**DOCUMENT EXTRACT**.
====================

# crab claw meat



## willy appleseed (Jan 8, 2021)

I came into 2 1lb cans of pasturized crab claw meat anyone have any recipe ideas?


----------



## chef jimmyj (Jan 8, 2021)

Claw meat is Tasty and has a stronger flavor that Backfin. This recipe i developed for a restaurant i was running. The ingredients stand up to the Claw flavor...JJ

*Smoked Crab Cakes...Thriller not Filler!*

2Lb Crab Meat...picked over to remove any shell fragments...Try using a Black Light...Makes 'em GLOW!
2lg Eggs
1 C Real Mayo,
1C Panko Bread crumbs or 1/2C Plain or Seasoned Bread Crumbs. Add more if too wet to hold shape.
1/2C Scallion...Fine dice, about six each
1/2C Roasted/Peeled Red Pepper... Fine dice, one medium
2T Roasted Garlic...About 8-10 cloves mashed
2tsp Old Bay
1/2tsp Black Pepper
1T Lemon Juice

Cut the top off a head of Garlic place on Foil, drizzle with Olive Oil. Wrap the foil tightly around the garlic and roast at 350°F until soft and golden brown, about 1 hour. Let cool and squeeze the head to extract all the cloves. Mash with a fork.
Combine all but the Crab and rest 15 minutes for flavors to develop and Bread Crumbs to soften.
Gently fold in Crab Meat.

Measure out 4 ounce portions and form cakes. Place cakes on one of A-MAZE-N Products Q-MATZ or parchment lined sheet pan and smoke at 275 to 300°F 30 to 40 minutes with a mild smoke to an IT of 150°F.
Or Bake in a 350°F Oven to an Internal Temp (IT) of 150°F or until golden brown. These are good Pan Fried too...

Makes about 12 each...JJ


----------



## jcam222 (Jan 8, 2021)

Sounds awesome JJ! Cool tip on the black light. Never knew that


----------



## cmayna (Jan 8, 2021)

Wife and I have been using the black light method to help find the thin white bone material for the past few years during the crab season.

====================

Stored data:
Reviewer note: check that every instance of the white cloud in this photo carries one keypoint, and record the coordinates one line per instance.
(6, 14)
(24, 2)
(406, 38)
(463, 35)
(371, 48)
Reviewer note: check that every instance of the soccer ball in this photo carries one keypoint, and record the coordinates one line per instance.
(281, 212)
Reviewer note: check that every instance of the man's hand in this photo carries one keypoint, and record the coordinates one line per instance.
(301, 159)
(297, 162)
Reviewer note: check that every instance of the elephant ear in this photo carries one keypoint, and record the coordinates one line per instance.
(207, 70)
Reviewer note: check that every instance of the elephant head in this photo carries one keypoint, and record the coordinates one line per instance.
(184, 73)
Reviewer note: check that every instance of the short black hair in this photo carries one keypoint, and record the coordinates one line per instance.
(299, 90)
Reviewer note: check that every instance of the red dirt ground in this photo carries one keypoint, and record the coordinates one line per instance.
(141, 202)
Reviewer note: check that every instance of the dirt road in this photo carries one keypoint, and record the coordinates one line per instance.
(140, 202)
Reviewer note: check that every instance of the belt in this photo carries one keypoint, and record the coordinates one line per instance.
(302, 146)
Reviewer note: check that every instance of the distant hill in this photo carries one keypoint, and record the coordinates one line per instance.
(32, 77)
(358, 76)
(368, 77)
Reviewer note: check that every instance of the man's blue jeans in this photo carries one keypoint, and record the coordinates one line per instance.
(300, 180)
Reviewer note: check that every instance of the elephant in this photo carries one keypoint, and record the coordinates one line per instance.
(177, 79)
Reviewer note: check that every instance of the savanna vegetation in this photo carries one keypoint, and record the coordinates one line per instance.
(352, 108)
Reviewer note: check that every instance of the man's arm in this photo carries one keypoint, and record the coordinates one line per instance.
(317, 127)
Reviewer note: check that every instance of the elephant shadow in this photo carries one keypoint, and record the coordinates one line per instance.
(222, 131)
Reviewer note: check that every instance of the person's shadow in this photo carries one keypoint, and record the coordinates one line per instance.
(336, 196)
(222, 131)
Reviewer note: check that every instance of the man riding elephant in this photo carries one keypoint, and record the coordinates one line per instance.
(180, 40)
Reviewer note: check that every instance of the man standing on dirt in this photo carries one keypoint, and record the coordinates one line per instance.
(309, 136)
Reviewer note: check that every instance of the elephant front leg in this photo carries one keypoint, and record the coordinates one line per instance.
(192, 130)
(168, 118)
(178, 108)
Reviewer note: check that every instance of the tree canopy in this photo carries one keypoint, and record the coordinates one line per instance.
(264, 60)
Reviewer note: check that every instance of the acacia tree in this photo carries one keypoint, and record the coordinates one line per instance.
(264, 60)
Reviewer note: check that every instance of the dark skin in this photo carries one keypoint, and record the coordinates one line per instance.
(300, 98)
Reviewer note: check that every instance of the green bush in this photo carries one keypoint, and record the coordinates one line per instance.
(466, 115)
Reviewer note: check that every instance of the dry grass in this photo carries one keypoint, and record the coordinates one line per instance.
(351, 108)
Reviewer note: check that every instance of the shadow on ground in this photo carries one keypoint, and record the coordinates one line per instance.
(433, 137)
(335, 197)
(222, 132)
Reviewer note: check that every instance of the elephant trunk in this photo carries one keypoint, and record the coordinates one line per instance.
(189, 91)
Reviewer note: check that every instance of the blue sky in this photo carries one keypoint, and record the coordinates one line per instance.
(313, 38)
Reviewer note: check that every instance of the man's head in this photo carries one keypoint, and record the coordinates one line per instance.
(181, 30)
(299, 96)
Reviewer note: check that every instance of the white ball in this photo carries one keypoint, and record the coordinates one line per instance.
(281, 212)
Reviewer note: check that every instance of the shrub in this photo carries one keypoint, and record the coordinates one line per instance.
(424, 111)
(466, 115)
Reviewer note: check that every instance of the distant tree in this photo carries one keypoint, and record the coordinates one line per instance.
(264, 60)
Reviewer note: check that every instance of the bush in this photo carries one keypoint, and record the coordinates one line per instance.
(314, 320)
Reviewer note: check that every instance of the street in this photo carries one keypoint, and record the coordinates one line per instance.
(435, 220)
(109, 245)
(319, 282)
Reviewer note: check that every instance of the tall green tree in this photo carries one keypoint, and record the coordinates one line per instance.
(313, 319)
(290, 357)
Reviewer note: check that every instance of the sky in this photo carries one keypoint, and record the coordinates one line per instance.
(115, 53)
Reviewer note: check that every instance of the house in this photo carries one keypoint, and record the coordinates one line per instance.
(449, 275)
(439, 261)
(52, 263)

====================

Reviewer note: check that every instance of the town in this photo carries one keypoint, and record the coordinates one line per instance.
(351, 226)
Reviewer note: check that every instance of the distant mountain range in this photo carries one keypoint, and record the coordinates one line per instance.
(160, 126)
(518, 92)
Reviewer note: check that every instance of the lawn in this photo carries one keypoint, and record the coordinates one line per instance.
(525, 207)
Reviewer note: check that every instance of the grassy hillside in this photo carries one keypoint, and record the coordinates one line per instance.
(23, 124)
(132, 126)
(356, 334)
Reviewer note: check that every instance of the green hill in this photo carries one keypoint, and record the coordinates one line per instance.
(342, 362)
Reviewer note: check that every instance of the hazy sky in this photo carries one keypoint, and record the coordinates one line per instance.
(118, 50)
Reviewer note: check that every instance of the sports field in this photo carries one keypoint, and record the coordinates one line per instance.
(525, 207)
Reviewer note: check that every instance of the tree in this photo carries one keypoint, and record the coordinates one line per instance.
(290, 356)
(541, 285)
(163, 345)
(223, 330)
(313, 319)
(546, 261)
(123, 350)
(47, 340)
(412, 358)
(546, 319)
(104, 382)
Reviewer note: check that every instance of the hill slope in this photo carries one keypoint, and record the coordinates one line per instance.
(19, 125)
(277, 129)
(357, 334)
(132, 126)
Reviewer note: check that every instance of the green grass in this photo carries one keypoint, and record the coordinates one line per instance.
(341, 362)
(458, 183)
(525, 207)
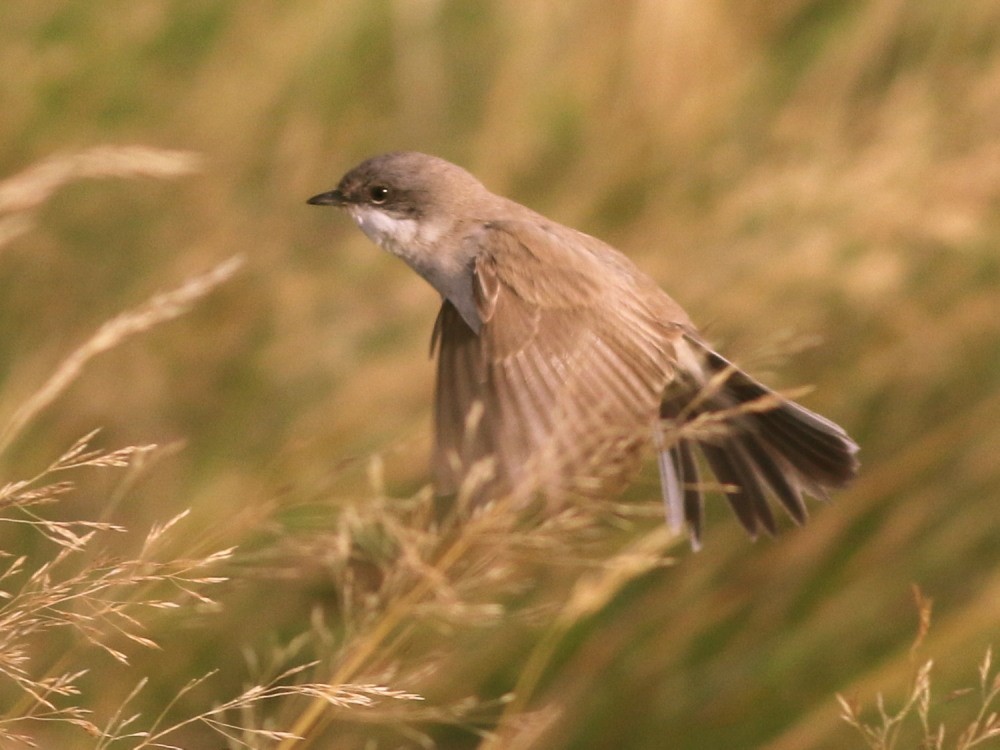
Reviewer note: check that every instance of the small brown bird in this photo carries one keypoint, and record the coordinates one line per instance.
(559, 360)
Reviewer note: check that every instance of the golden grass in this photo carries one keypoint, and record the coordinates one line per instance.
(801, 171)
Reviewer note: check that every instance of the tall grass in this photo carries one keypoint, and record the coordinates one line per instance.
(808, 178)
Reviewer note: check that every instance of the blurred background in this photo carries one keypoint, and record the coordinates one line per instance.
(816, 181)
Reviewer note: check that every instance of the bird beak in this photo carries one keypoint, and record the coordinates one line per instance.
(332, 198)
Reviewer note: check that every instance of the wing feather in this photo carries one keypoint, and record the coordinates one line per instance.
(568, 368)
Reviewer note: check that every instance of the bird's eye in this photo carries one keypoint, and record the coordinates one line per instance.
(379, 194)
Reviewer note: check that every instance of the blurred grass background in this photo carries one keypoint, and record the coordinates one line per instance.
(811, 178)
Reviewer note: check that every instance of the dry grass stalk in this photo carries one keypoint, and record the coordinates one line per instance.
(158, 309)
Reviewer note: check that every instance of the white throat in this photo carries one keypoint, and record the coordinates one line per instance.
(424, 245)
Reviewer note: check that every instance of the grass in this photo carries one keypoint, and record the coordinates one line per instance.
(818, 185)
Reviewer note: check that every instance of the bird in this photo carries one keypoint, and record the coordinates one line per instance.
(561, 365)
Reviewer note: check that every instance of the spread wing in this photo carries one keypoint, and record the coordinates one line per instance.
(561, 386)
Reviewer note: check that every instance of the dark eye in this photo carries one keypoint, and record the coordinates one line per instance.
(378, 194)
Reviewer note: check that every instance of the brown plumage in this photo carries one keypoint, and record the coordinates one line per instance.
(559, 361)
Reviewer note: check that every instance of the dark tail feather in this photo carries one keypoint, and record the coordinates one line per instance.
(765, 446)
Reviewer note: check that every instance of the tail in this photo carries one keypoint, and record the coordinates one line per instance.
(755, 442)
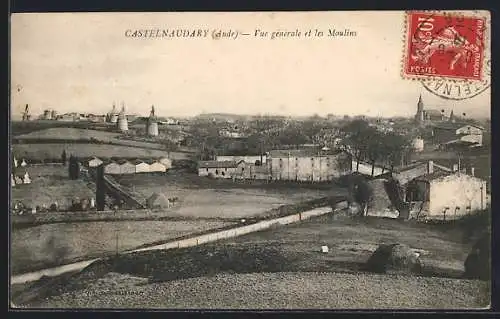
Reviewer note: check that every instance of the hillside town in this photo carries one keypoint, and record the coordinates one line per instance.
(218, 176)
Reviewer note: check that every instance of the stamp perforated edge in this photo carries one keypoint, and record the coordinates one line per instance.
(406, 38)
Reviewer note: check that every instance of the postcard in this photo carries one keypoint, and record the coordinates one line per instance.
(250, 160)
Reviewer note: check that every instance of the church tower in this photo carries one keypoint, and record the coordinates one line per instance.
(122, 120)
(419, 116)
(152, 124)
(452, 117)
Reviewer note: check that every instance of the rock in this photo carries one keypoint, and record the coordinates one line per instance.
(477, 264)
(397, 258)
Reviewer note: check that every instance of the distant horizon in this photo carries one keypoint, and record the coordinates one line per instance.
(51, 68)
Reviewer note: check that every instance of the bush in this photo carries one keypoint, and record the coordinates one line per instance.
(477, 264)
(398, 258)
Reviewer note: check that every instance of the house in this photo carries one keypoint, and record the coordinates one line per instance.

====================

**WRITTEN TASKS**.
1) Retype the part of the crab claw meat thread from "Cut the top" to "Pan Fried too...".
2) Answer these questions from the crab claw meat thread:
(a) How much crab claw meat did willy appleseed come into?
(b) At what temperature, and for about how long, is the head of garlic roasted?
(c) What do cmayna and their wife use the black light to help find?
3) Proceed with the crab claw meat thread, starting after its last post.

**THE REPLIES**.
1)
Cut the top off a head of Garlic place on Foil, drizzle with Olive Oil. Wrap the foil tightly around the garlic and roast at 350°F until soft and golden brown, about 1 hour. Let cool and squeeze the head to extract all the cloves. Mash with a fork.
Combine all but the Crab and rest 15 minutes for flavors to develop and Bread Crumbs to soften.
Gently fold in Crab Meat.

Measure out 4 ounce portions and form cakes. Place cakes on one of A-MAZE-N Products Q-MATZ or parchment lined sheet pan and smoke at 275 to 300°F 30 to 40 minutes with a mild smoke to an IT of 150°F.
Or Bake in a 350°F Oven to an Internal Temp (IT) of 150°F or until golden brown. These are good Pan Fried too...

2)
(a) Two 1 lb cans of pasteurized crab claw meat.
(b) At 350°F for about 1 hour.
(c) The thin white bone material.

3)
----------



## Inscrutable (Jan 9, 2021)

The Crab Dip I make:

Melt a stick of unsalted butter
Saute 3/4 cup very finely diced onion until translucent
Add [email protected] cream cheese bar
Add 8oz shredded smoked Gouda
After melted, stir in:
1 lb crab meat
1/2 t salt
1 T sherry
dash tabasco or Franks
 dash cayenne pepper

Baguette sliced ~1/4” thick
Paint with EVOO
Sprinkle with sea salt
Bake or toast until lightly browned


----------



## Inscrutable (Jan 9, 2021)

+1 on the black light tip ... never woulda thought of that ... too bad tossed that out with my college days posters


----------



## willy appleseed (Jan 9, 2021)

chef jimmyj said:


> Claw meat is Tasty and has a stronger flavor that Backfin. This recipe i developed for a restaurant i was running. The ingredients stand up to the Claw flavor...JJ
> 
> *Smoked Crab Cakes...Thriller not Filler!*
> 
> ...


thanks jj definetley going to try this


----------



## SmokinAl (Jan 9, 2021)

All I know is I love crab cakes & thanks JJ for posting your recipe!
Al


----------



## SmokinEdge (Jan 9, 2021)

Looks like JJ has you covered.
Once in a while we gently fold crab claw and sometimes lobster meat into our twice baked taders and serve with a nice piece of beef. That’s delicious also.


----------



## willy appleseed (Mar 13, 2021)

chef jimmyj said:


> Claw meat is Tasty and has a stronger flavor that Backfin. This recipe i developed for a restaurant i was running. The ingredients stand up to the Claw flavor...JJ
> 
> *Smoked Crab Cakes...Thriller not Filler!*
> 
> ...





chef jimmyj said:


> Claw meat is Tasty and has a stronger flavor that Backfin. This recipe i developed for a restaurant i was running. The ingredients stand up to the Claw flavor...JJ
> 
> *Smoked Crab Cakes...Thriller not Filler!*
> 
> ...


jj finally got around to trying this they are great eating them as i type. i did them in the air fryer 350 for 20 min excellent thanks for the recipie!


----------



## chef jimmyj (Mar 13, 2021)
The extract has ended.